### What the exercise asks
Lay out every line of the material below as a JSON list of strings, one string per line, leaving out any blank lines.

### Information provided

[start]

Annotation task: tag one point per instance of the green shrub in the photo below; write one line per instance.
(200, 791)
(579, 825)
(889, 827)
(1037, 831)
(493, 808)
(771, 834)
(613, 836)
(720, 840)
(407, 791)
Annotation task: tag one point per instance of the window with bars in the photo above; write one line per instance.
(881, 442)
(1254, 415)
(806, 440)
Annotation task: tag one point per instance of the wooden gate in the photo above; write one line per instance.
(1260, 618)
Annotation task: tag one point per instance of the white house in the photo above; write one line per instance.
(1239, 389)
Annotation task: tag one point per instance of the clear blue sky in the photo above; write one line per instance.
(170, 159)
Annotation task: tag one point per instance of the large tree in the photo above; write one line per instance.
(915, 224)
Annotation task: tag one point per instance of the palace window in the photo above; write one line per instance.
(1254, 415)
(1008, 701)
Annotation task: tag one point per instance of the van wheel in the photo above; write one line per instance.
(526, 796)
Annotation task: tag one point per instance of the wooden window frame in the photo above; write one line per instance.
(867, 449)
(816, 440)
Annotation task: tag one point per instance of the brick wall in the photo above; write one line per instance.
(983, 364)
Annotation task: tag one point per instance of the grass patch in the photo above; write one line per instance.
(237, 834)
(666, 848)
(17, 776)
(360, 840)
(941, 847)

[end]

### Reply
[
  "Annotation task: tag one point per instance of the green shrub in the photo below; write one line per instance.",
  "(200, 791)",
  "(579, 825)",
  "(889, 827)",
  "(1037, 831)",
  "(493, 808)",
  "(771, 834)",
  "(613, 836)",
  "(720, 840)",
  "(407, 791)",
  "Annotation task: tag one point per instance of the window with bars in the photo above; write one line per instance.",
  "(881, 442)",
  "(1254, 415)",
  "(806, 440)",
  "Annotation task: tag one point per instance of the wooden gate in the photo above; write one line per instance.",
  "(1260, 618)",
  "Annotation task: tag one point per instance of the white house in the photo above; write one line per instance.",
  "(1239, 389)",
  "Annotation task: tag one point per instance of the clear blue sky in the photo above; write one line per instance.",
  "(170, 159)",
  "Annotation task: tag one point per instance of the large tree in the photo above; write one line per instance.",
  "(915, 224)",
  "Annotation task: tag one point per instance of the palace window in the photo above; write one line per instance.",
  "(1254, 415)",
  "(1008, 701)",
  "Annotation task: tag one point per instance of the van wheel in the photo above; write one line per instance.",
  "(526, 796)",
  "Annotation task: tag one point per instance of the wooden window frame in the photo above; write one line per instance.",
  "(867, 449)",
  "(816, 440)",
  "Annotation task: tag one point per instance of the brick wall in the photo above; write one line per instance.",
  "(983, 364)",
  "Annotation task: tag one point per instance of the grass patch in the photo above; write one line per instance.",
  "(237, 834)",
  "(666, 848)",
  "(17, 776)",
  "(360, 840)",
  "(941, 847)"
]